## begin
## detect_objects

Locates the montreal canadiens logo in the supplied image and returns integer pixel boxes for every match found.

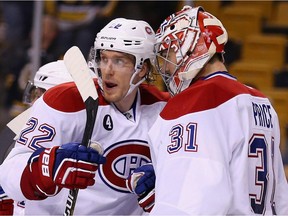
[99,140,151,193]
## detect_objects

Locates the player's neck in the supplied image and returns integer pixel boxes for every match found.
[196,61,227,79]
[114,88,138,113]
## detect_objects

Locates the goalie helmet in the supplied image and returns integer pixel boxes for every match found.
[155,6,228,95]
[90,18,155,94]
[23,60,73,105]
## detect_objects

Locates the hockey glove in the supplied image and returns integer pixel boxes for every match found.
[21,143,106,200]
[0,186,14,215]
[126,163,156,212]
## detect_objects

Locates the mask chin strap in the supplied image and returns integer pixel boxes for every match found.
[124,69,145,98]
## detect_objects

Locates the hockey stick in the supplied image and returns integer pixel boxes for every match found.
[64,46,98,215]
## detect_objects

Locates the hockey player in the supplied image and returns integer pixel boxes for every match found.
[0,60,75,215]
[149,6,288,215]
[0,18,169,215]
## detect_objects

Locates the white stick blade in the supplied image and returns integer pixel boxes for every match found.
[63,46,98,101]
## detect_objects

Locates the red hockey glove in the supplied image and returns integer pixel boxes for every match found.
[0,186,14,215]
[126,163,156,212]
[21,143,106,200]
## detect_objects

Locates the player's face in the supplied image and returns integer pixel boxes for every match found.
[99,50,135,103]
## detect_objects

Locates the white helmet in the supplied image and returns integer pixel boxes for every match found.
[155,6,228,95]
[92,18,155,95]
[23,60,73,104]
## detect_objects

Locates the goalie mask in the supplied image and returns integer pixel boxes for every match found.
[88,18,155,95]
[23,60,73,105]
[155,6,228,95]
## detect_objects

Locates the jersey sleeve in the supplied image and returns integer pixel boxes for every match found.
[0,87,86,200]
[149,89,287,215]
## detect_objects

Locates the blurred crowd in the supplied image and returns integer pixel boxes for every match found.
[0,0,187,127]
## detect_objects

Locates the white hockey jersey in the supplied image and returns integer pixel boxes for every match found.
[149,72,288,215]
[0,80,169,215]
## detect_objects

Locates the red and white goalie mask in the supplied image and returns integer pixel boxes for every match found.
[155,6,228,95]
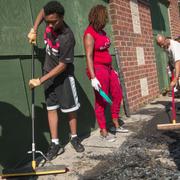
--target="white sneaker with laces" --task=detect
[100,134,116,142]
[110,127,129,133]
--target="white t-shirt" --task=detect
[168,39,180,62]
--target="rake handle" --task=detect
[171,72,176,123]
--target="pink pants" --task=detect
[94,65,122,129]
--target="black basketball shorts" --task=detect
[44,76,80,113]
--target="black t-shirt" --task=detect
[43,23,75,74]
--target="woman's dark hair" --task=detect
[88,4,108,31]
[44,1,65,16]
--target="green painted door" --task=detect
[150,0,170,91]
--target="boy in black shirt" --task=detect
[28,1,84,160]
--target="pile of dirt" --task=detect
[81,117,180,180]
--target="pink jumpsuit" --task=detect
## end
> Do this:
Copy the listing above again word for word, from start to finish, leaving out the pictures.

> Full solution:
## detect_objects

Locates the montreal canadiens logo in the supplied image and returns integer pixel boxes for every match found.

[99,140,151,193]
## detect_objects

Locates the player's neck in the supplied image and returns integer pixel boxes for every match found.
[196,61,227,79]
[114,88,138,113]
## detect_objects

Locates the goalie helmet in the supplied image and returns integer pixel boxes for every match found.
[155,6,228,95]
[90,18,155,94]
[23,60,73,105]
## detect_objects

Locates the hockey glove in the supplied image and returns integer pixel boxes for every match found.
[21,143,106,200]
[0,186,14,215]
[126,163,156,212]
## detect_objects

Locates the mask chin strap in the supplied image and returns integer pixel boxes for every match found.
[124,69,145,98]
## detect_objects

Locates the hockey stick in the supplied image and returns integer pixel boxes for every match found.
[64,46,98,215]
## detect_objects

Locates the hockey player in the supplied image and returns integer pixel boxes for every match found.
[0,60,75,215]
[149,6,288,215]
[0,18,169,215]
## detect_objects

Locates the white stick blade in the supplied image and returns integer pixel boxes for every match found.
[63,46,98,101]
## detect_objects

Locates the red hockey glove in the supplied image and returns integer pixel boxes for every match found.
[0,186,14,215]
[126,163,156,212]
[21,143,106,200]
## detect_objects

Locates the player's face in the supplied image and returns integer pixel boxes for every match found.
[99,50,135,103]
## detect_objects

Locates the white helmet in the supplied image and returns integer pixel boxes for every match found.
[155,6,228,95]
[92,18,155,95]
[23,60,73,104]
## detect_objects

Locates the goalie mask in the supplied image and returns integer pixel boxes for every match found.
[88,18,155,95]
[23,60,73,105]
[155,6,228,95]
## detect_objects

Locates the jersey sleeve in the supplied image and returns integer pixel boxes for every match found.
[0,87,86,200]
[149,89,287,215]
## detect_objects

Locates the blurred crowd in the supplied image and returns integer pixel boxes for every match found.
[0,0,187,127]
## detect_objects

Locates the white hockey jersey in the supplied image and returns integer pixel boxes for every match found.
[149,72,288,215]
[0,80,169,215]
## detect_objects

Locates the red and white goalie mask in the supplied image and returns integer pixel boxes for every match found.
[155,6,228,95]
--target="white sneaker with laces" --task=detect
[100,134,116,142]
[110,127,129,133]
--target="white t-shirt" --task=detect
[168,39,180,62]
--target="rake handle" --task=detect
[171,72,176,123]
--target="pink pants" --task=detect
[94,65,122,129]
--target="black basketball shorts" --task=detect
[44,76,80,113]
--target="black t-shirt" --task=detect
[43,23,75,74]
--target="woman's dark hair" --task=detect
[88,4,108,31]
[44,1,65,16]
--target="green painted door" --task=detect
[150,0,170,91]
--target="boy in black shirt" --task=detect
[28,1,84,160]
--target="pile of dirt" --task=detect
[81,117,180,180]
--target="pink jumpsuit" --task=detect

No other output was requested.